# [Exercise details]
Please give, exactly as they appear below, the line with "Task: point: the white corrosion" and every line after it through the final one, and nothing else.

# [Source data]
========================================================================

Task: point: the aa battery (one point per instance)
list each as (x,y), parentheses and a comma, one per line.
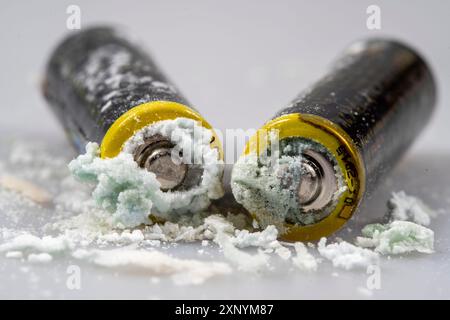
(103,88)
(365,112)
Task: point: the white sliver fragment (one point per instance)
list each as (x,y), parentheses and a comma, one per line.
(222,231)
(26,188)
(346,255)
(397,237)
(406,207)
(244,261)
(14,255)
(304,260)
(106,106)
(39,258)
(155,263)
(28,242)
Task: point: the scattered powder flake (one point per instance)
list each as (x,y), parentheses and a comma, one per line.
(244,261)
(155,263)
(405,207)
(14,255)
(347,256)
(26,188)
(365,292)
(39,258)
(397,237)
(304,260)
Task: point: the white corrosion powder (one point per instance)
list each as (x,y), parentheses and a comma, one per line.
(406,207)
(346,255)
(156,263)
(267,186)
(131,193)
(397,237)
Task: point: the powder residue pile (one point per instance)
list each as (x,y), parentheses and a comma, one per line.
(131,193)
(267,184)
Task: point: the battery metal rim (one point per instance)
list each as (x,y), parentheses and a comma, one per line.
(144,115)
(341,147)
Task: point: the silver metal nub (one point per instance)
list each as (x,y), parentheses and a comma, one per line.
(318,183)
(155,155)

========================================================================

# [Problem solution]
Task: point: the white corrosion powder (one point per instance)
list each as (x,y), parentheses and a comma, one per line.
(406,207)
(346,255)
(156,263)
(267,186)
(131,193)
(397,237)
Task: point: the powder residue pile (one point per instance)
list each as (x,y), parentheses and a comma, one per line.
(131,193)
(267,184)
Task: point: the battery metal rim (one point per instance)
list each as (x,y), parentheses and a comma, one per line.
(144,115)
(341,147)
Task: point: the silver metal nub (one point per instance)
list each as (x,y), parentheses and a comma, one per line.
(318,183)
(155,155)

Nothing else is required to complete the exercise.